TASK GOAL: Copy out, character for character, the lines from the one containing "Target: **white ceramic plate**" through the one containing "190), (58, 183)]]", including both of those lines.

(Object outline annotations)
%%
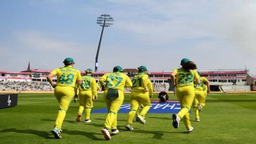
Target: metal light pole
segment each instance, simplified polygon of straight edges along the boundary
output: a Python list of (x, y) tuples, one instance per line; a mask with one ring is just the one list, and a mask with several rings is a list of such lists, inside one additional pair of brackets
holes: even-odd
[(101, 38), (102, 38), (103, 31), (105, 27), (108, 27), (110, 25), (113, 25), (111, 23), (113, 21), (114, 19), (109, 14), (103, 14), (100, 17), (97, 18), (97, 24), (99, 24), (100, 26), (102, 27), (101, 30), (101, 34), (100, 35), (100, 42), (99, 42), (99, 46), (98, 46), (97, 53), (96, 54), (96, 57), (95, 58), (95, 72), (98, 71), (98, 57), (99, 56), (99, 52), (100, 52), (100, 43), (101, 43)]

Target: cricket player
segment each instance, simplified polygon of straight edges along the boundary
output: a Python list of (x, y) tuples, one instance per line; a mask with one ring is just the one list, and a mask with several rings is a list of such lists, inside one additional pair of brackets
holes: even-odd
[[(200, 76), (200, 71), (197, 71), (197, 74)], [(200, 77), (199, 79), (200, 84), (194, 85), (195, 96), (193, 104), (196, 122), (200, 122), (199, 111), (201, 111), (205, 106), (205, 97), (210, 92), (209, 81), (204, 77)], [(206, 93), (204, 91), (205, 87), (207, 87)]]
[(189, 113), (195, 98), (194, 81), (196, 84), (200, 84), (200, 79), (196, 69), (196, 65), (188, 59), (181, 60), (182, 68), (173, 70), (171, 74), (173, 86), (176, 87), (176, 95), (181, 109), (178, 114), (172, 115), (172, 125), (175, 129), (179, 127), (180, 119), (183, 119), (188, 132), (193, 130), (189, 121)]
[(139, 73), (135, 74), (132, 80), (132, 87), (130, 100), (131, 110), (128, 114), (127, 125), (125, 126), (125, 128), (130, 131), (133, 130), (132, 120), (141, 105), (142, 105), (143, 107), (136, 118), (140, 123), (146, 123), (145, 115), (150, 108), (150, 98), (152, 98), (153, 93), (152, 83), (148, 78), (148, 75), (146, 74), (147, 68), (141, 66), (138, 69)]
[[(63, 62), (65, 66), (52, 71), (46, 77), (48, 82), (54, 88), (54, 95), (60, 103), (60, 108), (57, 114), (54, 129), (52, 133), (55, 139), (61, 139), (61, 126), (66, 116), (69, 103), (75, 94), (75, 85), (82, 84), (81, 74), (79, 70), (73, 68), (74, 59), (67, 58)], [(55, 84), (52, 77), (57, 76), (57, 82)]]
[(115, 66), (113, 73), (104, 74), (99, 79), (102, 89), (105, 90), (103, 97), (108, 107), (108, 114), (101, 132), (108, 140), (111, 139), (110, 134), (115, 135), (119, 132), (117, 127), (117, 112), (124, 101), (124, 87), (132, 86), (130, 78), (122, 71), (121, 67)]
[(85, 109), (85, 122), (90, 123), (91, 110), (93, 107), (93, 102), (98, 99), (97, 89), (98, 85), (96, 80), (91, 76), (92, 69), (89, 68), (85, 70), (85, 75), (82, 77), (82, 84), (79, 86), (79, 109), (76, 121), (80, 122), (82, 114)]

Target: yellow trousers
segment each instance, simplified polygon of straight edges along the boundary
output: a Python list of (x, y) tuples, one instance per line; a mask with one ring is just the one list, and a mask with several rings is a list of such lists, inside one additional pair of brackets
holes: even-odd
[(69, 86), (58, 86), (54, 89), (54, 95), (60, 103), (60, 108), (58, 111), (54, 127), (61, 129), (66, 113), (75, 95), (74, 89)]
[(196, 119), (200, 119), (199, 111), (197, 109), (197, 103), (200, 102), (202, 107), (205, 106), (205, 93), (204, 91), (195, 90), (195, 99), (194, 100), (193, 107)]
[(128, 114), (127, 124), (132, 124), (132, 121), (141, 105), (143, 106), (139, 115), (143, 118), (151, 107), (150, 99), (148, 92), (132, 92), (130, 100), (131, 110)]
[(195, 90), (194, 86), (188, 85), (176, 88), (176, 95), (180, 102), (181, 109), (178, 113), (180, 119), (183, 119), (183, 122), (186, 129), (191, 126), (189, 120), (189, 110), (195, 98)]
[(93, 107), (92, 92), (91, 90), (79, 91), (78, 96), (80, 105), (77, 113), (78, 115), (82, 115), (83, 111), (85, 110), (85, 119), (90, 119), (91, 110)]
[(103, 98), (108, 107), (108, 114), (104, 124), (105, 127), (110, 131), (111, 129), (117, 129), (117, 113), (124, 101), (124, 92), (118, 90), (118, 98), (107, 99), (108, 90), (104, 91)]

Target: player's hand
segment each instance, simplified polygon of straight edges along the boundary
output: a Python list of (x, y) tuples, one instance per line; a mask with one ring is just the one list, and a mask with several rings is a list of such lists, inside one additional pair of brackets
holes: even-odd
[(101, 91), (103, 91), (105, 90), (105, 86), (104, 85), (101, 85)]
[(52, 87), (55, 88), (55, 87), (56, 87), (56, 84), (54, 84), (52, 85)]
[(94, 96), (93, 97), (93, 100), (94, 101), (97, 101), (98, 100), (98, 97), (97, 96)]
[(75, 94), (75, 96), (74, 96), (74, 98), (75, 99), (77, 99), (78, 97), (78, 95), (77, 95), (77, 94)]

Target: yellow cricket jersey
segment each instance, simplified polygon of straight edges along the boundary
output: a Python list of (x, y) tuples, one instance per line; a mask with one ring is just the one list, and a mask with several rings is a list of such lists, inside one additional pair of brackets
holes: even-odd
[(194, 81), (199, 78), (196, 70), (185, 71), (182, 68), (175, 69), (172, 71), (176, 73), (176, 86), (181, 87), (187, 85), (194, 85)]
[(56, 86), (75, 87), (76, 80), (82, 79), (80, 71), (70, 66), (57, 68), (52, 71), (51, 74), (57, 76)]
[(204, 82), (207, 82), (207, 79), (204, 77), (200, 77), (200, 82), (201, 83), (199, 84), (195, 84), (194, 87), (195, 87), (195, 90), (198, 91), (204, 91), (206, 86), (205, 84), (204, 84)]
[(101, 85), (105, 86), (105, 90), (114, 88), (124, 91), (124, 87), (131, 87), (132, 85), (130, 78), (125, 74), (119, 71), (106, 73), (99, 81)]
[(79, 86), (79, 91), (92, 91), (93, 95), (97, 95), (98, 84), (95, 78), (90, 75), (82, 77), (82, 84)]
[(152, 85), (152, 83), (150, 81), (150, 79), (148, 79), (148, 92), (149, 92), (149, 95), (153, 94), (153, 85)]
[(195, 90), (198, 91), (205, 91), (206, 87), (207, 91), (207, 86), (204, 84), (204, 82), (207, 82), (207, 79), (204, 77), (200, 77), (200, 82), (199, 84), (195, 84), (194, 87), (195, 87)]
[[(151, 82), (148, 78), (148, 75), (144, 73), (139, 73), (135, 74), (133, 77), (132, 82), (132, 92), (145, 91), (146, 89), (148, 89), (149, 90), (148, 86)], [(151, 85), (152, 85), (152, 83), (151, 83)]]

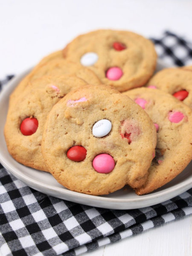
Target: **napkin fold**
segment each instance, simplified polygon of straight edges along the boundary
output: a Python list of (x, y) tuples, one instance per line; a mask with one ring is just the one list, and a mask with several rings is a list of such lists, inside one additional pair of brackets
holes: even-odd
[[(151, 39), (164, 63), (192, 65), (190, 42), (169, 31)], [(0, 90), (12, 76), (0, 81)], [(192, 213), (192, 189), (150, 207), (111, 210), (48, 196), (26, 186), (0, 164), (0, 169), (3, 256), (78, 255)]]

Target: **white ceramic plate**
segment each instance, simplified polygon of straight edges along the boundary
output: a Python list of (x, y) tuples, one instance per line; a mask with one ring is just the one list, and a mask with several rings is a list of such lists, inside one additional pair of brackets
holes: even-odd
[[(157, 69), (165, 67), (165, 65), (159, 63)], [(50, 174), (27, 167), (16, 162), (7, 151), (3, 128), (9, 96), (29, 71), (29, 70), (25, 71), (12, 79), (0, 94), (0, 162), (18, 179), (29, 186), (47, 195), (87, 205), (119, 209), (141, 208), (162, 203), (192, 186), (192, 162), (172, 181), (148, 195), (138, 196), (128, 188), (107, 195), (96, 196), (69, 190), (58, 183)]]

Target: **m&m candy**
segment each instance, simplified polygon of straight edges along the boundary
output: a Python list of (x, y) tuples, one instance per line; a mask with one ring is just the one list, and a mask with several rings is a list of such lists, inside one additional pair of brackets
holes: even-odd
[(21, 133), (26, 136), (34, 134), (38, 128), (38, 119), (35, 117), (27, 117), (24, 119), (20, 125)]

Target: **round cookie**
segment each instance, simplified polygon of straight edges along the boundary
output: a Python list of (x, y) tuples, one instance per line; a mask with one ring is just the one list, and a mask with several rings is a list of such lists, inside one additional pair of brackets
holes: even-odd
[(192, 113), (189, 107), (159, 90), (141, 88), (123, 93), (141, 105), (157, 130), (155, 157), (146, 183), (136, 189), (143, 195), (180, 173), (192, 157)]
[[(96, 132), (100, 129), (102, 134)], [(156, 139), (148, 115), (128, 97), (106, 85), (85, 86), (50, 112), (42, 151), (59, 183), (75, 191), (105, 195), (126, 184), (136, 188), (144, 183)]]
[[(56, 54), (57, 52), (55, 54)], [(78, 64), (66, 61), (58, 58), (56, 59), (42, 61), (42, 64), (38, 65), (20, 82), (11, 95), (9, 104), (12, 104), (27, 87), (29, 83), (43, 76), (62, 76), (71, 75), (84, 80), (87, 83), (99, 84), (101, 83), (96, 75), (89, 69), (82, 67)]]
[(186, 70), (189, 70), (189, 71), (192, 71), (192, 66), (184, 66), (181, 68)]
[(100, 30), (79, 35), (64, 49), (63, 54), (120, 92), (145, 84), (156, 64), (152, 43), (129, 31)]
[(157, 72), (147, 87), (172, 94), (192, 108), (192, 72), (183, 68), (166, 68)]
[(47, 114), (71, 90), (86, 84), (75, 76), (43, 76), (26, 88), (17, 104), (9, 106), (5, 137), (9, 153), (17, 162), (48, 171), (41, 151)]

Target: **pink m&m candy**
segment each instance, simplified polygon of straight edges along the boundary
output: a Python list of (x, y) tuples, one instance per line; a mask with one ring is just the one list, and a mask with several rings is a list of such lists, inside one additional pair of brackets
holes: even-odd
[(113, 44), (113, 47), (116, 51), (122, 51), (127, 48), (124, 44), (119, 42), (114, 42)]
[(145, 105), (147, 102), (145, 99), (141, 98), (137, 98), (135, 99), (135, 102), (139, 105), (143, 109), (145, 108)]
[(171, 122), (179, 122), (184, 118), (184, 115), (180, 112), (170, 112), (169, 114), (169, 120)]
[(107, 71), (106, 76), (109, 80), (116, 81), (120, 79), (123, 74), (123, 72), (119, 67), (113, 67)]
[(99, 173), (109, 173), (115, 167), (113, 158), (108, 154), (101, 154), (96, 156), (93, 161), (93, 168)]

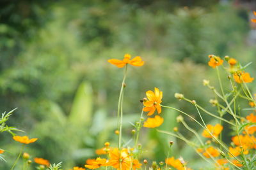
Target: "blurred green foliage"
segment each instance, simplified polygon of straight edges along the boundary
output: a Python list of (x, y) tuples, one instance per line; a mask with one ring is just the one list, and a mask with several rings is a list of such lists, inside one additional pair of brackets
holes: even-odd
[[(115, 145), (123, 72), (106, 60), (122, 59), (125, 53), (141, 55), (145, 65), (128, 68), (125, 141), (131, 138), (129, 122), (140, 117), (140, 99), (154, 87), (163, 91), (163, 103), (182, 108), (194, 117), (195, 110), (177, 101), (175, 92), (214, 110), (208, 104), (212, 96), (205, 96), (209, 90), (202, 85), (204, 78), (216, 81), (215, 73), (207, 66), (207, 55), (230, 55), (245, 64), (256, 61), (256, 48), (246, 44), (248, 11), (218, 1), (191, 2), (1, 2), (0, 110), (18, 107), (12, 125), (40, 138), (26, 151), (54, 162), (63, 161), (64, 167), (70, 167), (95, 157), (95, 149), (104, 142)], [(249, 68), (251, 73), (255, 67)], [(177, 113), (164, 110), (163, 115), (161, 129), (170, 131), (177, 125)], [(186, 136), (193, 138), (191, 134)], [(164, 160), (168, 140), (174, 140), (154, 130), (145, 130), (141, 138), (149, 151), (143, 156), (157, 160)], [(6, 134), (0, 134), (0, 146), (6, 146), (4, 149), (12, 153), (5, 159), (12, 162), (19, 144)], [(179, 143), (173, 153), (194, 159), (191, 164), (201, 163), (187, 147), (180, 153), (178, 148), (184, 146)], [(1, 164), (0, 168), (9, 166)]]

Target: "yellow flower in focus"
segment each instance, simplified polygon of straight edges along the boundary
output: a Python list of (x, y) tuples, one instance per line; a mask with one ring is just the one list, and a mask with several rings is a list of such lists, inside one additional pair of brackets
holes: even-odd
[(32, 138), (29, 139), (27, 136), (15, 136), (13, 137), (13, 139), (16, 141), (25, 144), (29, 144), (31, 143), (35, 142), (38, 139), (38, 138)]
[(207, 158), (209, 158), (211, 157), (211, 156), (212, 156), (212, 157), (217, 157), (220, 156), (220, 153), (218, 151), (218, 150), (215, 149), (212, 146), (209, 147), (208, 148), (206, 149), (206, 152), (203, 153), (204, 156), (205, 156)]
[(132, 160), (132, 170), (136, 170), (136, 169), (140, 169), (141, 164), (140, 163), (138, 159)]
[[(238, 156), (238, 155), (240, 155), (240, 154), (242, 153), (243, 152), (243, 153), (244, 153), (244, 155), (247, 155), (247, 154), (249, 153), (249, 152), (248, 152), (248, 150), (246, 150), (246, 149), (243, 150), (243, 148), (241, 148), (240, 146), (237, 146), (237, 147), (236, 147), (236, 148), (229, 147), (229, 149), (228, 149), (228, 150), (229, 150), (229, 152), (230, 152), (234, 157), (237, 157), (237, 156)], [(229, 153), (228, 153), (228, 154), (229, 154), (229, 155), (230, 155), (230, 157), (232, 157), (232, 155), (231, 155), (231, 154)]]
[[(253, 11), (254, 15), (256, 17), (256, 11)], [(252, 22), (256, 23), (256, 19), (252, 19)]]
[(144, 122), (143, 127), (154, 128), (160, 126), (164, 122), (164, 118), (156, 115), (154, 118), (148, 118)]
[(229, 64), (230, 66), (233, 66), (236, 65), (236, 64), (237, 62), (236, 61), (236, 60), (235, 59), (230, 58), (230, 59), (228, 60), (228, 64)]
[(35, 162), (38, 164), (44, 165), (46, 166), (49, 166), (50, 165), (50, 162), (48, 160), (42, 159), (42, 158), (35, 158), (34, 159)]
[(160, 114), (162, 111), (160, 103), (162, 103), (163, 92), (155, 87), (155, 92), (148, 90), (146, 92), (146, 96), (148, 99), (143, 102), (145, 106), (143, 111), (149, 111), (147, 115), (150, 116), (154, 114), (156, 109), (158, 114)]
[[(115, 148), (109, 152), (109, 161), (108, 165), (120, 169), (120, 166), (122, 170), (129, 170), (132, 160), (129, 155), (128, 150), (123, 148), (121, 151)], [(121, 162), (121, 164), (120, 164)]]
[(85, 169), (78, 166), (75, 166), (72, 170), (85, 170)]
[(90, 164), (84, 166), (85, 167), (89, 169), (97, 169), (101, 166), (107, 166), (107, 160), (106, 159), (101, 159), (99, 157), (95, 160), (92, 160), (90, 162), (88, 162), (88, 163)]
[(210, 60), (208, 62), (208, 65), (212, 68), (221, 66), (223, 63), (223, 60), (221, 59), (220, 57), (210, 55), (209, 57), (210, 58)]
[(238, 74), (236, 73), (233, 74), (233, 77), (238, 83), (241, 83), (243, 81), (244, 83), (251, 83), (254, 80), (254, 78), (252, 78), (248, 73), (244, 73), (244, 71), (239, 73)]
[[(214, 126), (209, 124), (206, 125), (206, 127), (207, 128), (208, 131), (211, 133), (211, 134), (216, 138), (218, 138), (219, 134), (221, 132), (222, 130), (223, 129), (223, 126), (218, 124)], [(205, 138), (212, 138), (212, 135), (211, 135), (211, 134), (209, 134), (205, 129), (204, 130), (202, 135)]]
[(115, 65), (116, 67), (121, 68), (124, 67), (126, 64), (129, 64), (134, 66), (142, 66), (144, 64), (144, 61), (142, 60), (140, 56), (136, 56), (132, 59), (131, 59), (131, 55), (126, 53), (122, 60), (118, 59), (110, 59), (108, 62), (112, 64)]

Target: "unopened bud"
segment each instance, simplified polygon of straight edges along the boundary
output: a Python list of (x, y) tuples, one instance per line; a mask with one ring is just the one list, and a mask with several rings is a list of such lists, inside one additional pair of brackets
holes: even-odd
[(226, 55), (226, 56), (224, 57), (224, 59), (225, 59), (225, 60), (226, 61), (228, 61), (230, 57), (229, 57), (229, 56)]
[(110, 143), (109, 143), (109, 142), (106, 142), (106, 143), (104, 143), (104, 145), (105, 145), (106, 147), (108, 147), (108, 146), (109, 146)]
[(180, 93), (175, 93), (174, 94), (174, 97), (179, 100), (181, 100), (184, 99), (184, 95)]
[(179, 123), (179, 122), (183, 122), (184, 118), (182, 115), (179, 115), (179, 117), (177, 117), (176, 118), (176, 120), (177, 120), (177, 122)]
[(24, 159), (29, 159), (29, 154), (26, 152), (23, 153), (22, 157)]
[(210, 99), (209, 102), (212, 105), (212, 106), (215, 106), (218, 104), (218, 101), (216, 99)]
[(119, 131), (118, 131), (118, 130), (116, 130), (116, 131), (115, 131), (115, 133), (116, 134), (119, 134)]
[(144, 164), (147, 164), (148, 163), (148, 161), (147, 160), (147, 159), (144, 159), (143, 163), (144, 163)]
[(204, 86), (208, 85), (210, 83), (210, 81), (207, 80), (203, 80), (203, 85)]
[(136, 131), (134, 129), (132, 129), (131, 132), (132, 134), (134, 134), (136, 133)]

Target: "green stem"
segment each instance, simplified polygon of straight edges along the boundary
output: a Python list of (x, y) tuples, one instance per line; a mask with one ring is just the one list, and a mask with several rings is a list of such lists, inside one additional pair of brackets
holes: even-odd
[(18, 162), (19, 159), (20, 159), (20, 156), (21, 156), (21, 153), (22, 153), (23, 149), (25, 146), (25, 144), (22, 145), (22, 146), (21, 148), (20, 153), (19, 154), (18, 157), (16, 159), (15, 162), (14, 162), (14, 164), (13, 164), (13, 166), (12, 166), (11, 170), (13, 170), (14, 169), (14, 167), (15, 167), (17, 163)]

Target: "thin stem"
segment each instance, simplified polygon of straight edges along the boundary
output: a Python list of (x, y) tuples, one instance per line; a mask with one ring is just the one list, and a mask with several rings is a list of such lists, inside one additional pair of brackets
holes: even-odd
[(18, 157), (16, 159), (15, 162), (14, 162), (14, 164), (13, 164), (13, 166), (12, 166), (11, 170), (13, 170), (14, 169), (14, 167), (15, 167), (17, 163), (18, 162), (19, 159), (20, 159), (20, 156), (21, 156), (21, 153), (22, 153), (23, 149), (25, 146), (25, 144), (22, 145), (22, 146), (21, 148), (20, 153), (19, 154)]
%%
TASK ANSWER:
Target: **white ceramic plate**
segment each instance, simplified polygon of straight edges along the boundary
output: a Python list of (x, y) tuples, one instance per line; a mask with one ring is just the one list, and a mask with several rings is a list of such lists, inside one additional pair of brackets
holes: even-odd
[[(157, 69), (165, 67), (165, 65), (159, 63)], [(50, 174), (27, 167), (16, 162), (7, 151), (3, 128), (9, 96), (29, 71), (29, 70), (25, 71), (12, 79), (0, 94), (0, 162), (18, 179), (29, 186), (47, 195), (87, 205), (119, 209), (141, 208), (162, 203), (192, 186), (192, 162), (172, 181), (148, 195), (138, 196), (128, 188), (107, 195), (96, 196), (69, 190), (58, 183)]]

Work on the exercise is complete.